**EXERCISE BRIEF:**
Repeat the entries. Each one must match exactly.

**Recorded data:**
* * * * * * *

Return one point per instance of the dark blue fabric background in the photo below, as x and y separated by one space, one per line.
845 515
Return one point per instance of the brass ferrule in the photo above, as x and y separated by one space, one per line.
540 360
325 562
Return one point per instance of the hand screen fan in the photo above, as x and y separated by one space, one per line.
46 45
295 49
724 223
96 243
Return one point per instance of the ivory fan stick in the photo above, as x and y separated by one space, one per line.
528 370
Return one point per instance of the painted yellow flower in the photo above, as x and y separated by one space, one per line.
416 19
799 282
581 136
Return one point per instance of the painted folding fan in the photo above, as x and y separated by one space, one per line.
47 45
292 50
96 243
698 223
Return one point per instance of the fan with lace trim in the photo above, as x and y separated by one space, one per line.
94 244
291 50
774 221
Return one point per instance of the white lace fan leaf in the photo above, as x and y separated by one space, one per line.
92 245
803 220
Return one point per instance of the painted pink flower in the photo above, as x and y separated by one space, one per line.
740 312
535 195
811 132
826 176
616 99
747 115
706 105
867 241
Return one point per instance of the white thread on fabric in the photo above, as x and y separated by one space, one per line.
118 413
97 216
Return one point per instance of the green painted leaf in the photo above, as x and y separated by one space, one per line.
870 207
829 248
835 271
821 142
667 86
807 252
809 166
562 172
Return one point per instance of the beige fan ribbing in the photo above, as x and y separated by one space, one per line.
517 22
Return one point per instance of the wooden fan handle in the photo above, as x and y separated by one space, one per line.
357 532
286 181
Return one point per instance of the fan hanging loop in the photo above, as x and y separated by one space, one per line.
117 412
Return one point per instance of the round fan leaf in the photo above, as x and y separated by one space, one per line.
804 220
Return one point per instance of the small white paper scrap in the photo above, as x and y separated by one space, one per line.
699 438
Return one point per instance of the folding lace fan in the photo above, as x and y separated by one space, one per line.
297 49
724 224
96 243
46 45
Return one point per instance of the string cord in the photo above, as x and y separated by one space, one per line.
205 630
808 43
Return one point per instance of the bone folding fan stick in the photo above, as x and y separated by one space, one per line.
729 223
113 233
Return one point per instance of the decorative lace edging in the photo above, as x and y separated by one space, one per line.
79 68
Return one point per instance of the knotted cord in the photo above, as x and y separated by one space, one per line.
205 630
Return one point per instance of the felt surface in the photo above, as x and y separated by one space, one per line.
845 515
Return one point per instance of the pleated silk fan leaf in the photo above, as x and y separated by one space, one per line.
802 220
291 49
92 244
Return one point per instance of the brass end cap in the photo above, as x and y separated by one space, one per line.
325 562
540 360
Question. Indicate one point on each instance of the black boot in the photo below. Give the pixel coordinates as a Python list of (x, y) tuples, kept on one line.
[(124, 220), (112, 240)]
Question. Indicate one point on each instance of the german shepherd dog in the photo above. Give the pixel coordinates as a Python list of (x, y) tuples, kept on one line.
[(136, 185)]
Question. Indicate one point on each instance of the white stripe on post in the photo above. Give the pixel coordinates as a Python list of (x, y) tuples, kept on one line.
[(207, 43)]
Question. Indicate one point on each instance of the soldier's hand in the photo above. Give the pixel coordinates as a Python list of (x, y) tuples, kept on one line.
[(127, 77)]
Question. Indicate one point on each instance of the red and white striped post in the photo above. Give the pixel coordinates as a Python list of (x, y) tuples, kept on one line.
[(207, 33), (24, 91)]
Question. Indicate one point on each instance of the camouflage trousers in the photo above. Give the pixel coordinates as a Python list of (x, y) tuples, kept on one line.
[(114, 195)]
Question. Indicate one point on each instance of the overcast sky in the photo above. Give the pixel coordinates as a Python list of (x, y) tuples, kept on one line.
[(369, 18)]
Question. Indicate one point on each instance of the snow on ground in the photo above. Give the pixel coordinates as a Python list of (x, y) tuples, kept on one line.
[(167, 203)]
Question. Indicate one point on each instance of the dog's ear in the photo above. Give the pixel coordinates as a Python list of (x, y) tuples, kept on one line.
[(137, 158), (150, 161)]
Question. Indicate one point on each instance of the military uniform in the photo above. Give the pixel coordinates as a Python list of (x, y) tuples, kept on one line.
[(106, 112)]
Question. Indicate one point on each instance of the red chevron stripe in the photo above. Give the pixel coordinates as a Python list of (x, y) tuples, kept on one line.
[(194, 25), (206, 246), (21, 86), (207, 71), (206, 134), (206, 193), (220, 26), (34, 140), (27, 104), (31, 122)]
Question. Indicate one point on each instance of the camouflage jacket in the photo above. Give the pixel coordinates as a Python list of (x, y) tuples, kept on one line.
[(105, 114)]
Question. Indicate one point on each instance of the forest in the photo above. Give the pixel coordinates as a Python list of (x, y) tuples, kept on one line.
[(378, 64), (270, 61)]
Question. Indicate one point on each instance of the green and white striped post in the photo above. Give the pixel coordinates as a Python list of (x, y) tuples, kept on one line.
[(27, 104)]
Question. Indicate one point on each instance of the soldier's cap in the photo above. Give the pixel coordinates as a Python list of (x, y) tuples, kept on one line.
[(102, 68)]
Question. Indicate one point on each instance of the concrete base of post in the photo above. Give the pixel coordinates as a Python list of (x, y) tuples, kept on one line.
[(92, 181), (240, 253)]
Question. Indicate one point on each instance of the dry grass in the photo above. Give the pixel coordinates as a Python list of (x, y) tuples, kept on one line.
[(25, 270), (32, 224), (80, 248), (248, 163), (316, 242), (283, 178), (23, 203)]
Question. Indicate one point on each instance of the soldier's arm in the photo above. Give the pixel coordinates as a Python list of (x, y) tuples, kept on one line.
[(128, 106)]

* * * * * * *

**ANSWER SPACE:**
Return one point per instance of the dark blue fabric background in the photo below, as x and y separated by one space, one per line.
845 515
Return one point per instance of the brass ferrule in the photo above, as x and y separated by one space, one per line.
540 360
325 562
Return one point per instance of the hand screen fan in the photo above, as x and y separated by one space, one per line.
46 45
295 49
724 223
96 243
Return one point per instance of the ivory fan stick in the photo above, as x and y separated by one space, one per line.
528 370
Return one point per instance of the painted yellow flower in the photo above, as x and y separated by one space, one per line.
416 19
799 282
581 136
Return one point per instance of the painted folding fan in the photo above, as x and y separated by one space, one per line.
47 45
292 50
96 243
698 223
Return one point per instance of the fan with lace trim in the photo above, as x and y separated by one space, one per line.
94 244
291 50
774 221
Return one point per instance of the white lace fan leaf in the photo above, as x and y separated by one space, one per line.
92 245
803 220
Return one point per instance of the painted pink flower in the photo above, as x and y separated by one space, one per line.
740 312
535 195
811 132
826 176
616 99
747 115
706 105
867 241
Return one point per instance of the white thread on fabric in the photo above, as x and y separated by one space, one per line.
118 413
97 216
Return one point per instance of the green painted leaf in the photo above, as x and y separated by one space, one per line.
870 207
829 248
835 271
821 142
667 86
807 252
809 166
562 172
Return one point per instance of the beige fan ribbing in the photo above, as x and y separated by one space, one per line.
517 22
Return one point per instance of the wooden fan handle in the photo above, as x and y separated by one space, one per line.
357 532
286 181
Return one point per instance of the fan hanging loop in the photo above, as x and y separated by one space, one per line.
117 412
Return one point per instance of the round fan leaf in the photo above, as x and y separated by one space, one per line.
804 220
Return one point per instance of the small white paper scrap in the photo above, as x and y separated by one space, one per line.
699 438
Return one point per instance of the folding lace fan in the photo above, as x and y separated by one space, one per line.
297 49
724 224
96 243
46 45
Return one point per instance of the string cord in the photo above, as x and y separated by one space, one per line.
205 630
808 43
Return one point per instance of the bone folding fan stick in the photo above, as x and y separated by one space, one per line.
729 223
113 233
Return one point per instance of the decorative lace edging in the photo above, as x and y separated by one space, one per line.
79 68
Return one point per instance of the knotted cord in the photo above, as x and y separated by one space, one per line.
205 630
Return one point per instance of the felt surface in the photo above, as x and y separated by one space, one per line.
845 515
Return one point per instance of the pleated silk fan leaf in the photo above, as x and y separated by one space, one per line.
802 220
291 49
92 244
Return one point per instance of the brass end cap in the photo above, as x and y separated by one space, one per line.
325 562
540 360
Question. Indicate one point on each instance of the black boot in the photo below. Give the pixel coordinates as a Python list of (x, y) tuples, kept on one line.
[(124, 220), (112, 240)]
Question. Indicate one point on each instance of the german shepherd dog in the photo above. Give the pixel coordinates as a Python list of (x, y) tuples, kept on one line.
[(136, 185)]
Question. Indicate one point on each instance of the white stripe on post in the photo above. Give the pixel coordinates as a Python list of (x, y) tuples, kept on one line.
[(207, 43)]
Question. Indicate one point on each instance of the soldier's hand in the photo above. Give the pixel coordinates as a Python list of (x, y) tuples, kept on one line.
[(127, 77)]
Question. Indicate one point on each instance of the red and white striped post in the photo above. Give the pixel coordinates as a Python list of (x, y) tuples, kept on one line.
[(207, 33), (24, 91)]
Question. Indicate one point on each instance of the camouflage trousers in the photo above. Give the pixel coordinates as a Python list of (x, y) tuples, kept on one line.
[(114, 195)]
Question. Indicate one point on each instance of the overcast sky in the photo above. Give the pixel coordinates as a Python list of (x, y) tuples, kept on one line.
[(369, 18)]
Question. Indicate one point on each instance of the snow on ground in the photo above. Give the pixel coordinates as a Python list of (x, y) tuples, kept on one line.
[(167, 203)]
Question. Indicate one point on each instance of the dog's ear in the photo above. Give the pixel coordinates as a Python list of (x, y) tuples, kept on one line.
[(137, 158), (150, 161)]
Question. Indicate one point on each instance of the military uniform in the photo above. Give the pixel coordinates as a Python list of (x, y) tuples, kept on one line.
[(106, 112)]
Question. Indicate one point on each instance of the red chevron stripe in the photo above. Give the pixel coordinates as a Python list of (x, y) tuples, kept on one line.
[(194, 25), (206, 246), (21, 86), (207, 71), (206, 134), (206, 193), (220, 26), (34, 140), (27, 104), (31, 122)]
Question. Indicate one point on each instance of the camouflage jacket in the photo above. Give the pixel coordinates as a Python list of (x, y) tuples, kept on one line.
[(105, 114)]
Question. Indicate one point on each instance of the forest in the photo above. Give the pixel coordinates as a Python list of (x, y) tuples, kept on one line.
[(378, 64), (270, 61)]
Question. Indicate one point on each instance of the green and white striped post in the photo above. Give the pixel coordinates as a Python list of (x, y) tuples, kept on one line.
[(27, 104)]
Question. Indicate one point on each instance of the soldier's cap in the photo above. Give the pixel coordinates as a Python list of (x, y) tuples, kept on one line.
[(102, 68)]
Question. Indicate one point on each instance of the concrete base of post in the photo above. Give the pixel coordinates as a Python list of (x, y) tuples, kept on one line.
[(92, 181), (240, 253)]
Question. Indicate one point on each instance of the dry grass in the photo above. Give the pixel coordinates as a Python list of (x, y) tuples, kept on one line.
[(25, 270), (32, 224), (80, 248), (248, 163), (316, 242), (283, 178), (23, 203)]
Question. Indicate one point on each instance of the soldier's arm in the photo above. Give the pixel coordinates as a Python list of (x, y) tuples, kept on one line.
[(128, 106)]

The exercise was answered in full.